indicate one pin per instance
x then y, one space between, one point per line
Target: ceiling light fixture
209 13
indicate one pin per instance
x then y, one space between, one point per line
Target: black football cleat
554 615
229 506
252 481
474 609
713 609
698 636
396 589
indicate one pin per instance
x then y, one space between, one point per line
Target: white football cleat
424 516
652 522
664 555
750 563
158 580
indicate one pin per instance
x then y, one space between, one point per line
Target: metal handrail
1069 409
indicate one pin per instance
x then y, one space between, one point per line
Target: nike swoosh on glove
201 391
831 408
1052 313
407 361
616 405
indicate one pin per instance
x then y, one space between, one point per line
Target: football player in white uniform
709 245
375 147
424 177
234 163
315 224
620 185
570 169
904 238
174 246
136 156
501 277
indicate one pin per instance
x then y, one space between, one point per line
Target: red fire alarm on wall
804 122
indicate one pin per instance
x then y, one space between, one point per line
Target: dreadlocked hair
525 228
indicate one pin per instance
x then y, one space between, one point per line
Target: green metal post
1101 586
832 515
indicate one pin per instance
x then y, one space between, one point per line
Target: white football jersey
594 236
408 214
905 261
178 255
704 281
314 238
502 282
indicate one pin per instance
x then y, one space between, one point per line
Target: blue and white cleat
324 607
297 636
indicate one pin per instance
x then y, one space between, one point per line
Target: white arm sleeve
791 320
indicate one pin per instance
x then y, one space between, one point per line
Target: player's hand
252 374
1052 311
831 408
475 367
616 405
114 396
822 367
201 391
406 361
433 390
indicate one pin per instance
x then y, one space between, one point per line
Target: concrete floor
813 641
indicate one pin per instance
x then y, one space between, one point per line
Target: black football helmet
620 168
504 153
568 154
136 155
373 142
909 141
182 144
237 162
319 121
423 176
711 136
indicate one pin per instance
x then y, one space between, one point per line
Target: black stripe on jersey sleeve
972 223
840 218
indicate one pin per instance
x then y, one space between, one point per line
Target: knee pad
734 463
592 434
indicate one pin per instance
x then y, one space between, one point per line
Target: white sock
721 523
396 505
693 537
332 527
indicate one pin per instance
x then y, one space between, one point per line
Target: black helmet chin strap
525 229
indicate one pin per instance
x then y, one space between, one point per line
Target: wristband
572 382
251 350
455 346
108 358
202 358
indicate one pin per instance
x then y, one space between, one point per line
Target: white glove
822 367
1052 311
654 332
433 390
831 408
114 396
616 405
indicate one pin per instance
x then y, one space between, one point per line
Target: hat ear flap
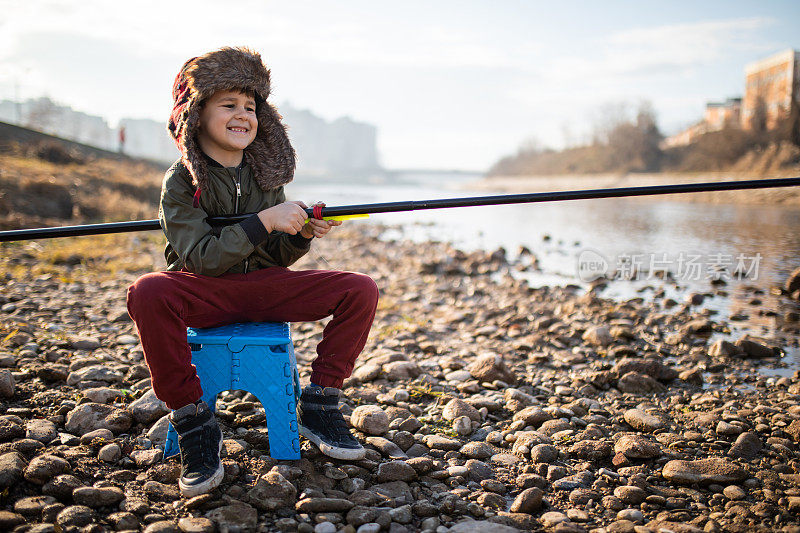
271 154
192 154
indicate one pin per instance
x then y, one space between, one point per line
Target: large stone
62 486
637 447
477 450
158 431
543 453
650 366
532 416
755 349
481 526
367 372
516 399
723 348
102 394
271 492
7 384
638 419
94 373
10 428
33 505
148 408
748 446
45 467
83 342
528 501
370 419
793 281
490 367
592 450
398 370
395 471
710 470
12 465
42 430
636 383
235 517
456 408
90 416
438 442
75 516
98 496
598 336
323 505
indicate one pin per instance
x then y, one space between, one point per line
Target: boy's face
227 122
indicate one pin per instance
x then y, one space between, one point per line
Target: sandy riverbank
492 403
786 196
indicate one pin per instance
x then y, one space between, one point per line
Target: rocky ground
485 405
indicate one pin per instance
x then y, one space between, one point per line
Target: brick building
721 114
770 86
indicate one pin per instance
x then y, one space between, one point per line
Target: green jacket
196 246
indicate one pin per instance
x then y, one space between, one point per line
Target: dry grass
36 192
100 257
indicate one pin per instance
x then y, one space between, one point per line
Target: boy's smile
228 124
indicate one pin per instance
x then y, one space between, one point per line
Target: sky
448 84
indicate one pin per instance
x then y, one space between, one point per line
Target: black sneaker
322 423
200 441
----------------
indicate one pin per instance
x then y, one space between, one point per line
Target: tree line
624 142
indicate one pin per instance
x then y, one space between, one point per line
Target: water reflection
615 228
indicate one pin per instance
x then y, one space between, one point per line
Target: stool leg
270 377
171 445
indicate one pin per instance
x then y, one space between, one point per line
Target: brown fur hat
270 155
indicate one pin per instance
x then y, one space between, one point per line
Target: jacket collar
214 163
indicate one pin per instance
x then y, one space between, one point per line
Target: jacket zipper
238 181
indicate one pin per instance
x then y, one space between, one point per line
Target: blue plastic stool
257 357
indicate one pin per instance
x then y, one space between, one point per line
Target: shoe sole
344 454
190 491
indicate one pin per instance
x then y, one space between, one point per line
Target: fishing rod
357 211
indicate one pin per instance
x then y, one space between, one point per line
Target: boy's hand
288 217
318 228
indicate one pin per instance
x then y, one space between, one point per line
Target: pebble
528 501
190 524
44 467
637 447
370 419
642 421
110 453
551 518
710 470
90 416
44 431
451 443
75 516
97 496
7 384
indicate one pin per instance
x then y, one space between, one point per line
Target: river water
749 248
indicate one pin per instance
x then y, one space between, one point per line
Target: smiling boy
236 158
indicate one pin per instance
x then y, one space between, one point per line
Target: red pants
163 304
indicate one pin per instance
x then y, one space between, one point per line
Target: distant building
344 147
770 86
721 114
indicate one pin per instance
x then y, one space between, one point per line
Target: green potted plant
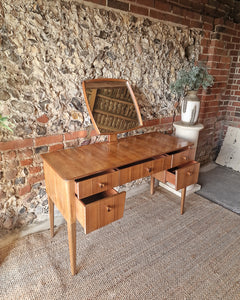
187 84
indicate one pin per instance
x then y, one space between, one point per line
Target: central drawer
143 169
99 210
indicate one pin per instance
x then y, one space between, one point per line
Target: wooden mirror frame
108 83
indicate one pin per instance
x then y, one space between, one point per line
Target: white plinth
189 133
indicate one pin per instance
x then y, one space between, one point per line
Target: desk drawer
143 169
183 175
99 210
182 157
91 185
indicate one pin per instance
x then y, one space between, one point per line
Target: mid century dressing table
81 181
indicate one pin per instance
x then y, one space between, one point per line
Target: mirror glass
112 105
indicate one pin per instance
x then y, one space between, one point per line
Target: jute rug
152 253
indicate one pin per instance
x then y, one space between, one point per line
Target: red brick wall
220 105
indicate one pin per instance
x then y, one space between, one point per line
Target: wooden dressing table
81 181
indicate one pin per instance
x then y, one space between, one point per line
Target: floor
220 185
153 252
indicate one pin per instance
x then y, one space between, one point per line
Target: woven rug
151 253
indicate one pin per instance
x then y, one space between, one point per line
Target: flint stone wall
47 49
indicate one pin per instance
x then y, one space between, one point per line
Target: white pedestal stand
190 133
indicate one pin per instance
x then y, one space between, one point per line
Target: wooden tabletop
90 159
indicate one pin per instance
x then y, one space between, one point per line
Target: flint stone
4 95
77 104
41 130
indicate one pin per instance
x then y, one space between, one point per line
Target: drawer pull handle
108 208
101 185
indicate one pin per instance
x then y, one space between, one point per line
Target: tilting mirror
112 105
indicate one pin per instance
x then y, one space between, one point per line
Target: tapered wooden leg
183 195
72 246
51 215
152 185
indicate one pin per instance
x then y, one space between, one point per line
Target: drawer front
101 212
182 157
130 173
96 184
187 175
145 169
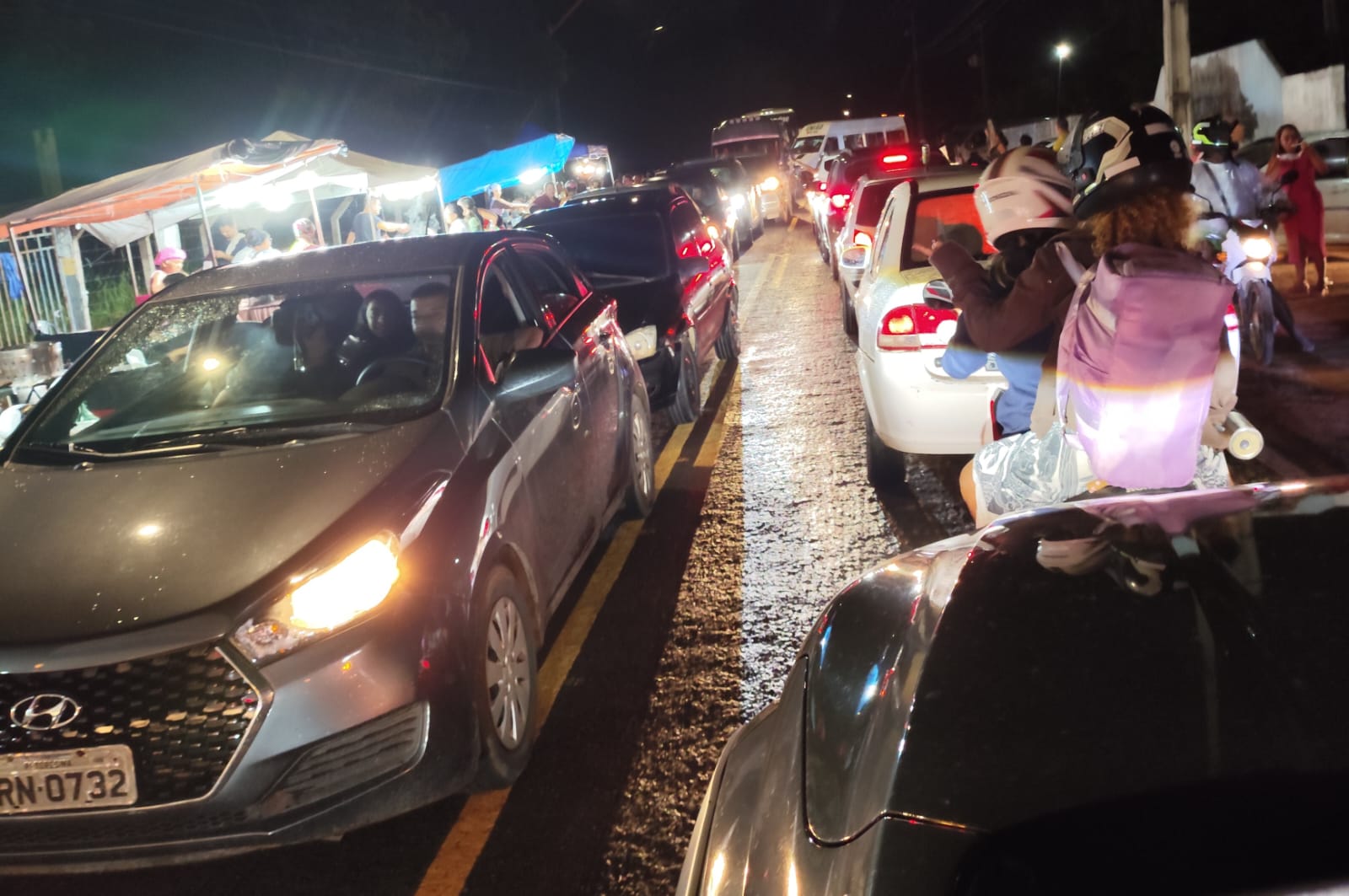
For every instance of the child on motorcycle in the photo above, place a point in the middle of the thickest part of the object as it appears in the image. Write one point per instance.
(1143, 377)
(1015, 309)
----------------
What to do: List every line of the material above that contains the word "stool".

Result of this task:
Target: stool leg
Target: blue plastic stool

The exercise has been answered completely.